[EXERCISE OBJECTIVE] How many of the lines below contain the word "blue"? Reply with the number alone.

Lines of data
_____
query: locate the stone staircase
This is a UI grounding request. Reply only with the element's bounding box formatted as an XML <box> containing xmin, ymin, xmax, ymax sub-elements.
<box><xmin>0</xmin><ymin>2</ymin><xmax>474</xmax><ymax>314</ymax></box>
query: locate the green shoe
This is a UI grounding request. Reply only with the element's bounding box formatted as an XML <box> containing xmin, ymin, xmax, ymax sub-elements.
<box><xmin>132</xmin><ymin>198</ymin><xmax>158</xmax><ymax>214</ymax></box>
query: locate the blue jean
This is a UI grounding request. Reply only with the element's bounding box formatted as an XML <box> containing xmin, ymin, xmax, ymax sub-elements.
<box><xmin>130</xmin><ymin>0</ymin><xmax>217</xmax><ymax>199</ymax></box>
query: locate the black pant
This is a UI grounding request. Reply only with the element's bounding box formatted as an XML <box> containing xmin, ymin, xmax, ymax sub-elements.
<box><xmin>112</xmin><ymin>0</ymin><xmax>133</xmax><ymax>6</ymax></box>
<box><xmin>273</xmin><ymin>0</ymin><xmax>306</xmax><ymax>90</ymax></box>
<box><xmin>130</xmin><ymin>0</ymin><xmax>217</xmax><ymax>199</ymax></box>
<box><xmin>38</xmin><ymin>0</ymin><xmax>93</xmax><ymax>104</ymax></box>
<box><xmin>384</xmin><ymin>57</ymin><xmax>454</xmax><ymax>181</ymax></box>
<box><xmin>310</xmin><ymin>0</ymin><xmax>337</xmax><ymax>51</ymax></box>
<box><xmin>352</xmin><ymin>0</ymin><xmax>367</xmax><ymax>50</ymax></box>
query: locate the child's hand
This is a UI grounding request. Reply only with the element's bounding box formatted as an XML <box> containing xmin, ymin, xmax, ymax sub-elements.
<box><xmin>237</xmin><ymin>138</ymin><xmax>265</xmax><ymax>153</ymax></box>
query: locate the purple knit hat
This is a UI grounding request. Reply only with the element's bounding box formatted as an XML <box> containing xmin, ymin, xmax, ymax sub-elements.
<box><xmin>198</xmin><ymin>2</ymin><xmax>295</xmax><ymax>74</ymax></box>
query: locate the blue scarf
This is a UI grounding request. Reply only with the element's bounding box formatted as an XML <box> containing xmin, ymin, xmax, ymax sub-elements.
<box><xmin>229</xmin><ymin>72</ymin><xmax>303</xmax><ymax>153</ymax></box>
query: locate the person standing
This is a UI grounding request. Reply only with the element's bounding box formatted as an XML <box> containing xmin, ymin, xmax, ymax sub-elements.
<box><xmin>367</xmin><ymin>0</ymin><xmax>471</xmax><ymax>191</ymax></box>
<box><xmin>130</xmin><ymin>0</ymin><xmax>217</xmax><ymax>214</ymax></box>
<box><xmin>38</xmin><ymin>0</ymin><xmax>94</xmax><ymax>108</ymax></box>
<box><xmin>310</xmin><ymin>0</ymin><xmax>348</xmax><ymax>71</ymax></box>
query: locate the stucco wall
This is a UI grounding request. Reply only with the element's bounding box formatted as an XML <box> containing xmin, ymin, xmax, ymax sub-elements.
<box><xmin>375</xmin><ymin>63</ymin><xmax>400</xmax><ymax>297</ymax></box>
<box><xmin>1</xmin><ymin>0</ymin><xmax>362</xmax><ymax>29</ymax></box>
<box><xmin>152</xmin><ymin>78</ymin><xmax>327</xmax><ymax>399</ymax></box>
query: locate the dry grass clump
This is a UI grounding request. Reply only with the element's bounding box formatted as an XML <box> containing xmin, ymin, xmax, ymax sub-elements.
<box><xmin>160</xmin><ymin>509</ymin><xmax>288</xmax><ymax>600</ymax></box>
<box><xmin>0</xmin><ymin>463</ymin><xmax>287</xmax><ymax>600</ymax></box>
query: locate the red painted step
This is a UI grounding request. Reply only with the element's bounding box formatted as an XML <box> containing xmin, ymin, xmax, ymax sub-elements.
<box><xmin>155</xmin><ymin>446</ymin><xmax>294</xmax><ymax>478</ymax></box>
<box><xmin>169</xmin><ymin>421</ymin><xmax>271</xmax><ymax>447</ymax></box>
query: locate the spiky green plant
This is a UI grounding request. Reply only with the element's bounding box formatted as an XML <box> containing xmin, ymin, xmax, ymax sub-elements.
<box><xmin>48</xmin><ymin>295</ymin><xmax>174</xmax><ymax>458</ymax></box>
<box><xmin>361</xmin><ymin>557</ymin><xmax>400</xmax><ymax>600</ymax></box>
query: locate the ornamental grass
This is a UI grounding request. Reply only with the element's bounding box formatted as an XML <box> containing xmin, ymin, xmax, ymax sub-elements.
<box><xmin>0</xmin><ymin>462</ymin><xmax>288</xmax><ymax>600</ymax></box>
_____
[SOLUTION TO THIS TASK] 2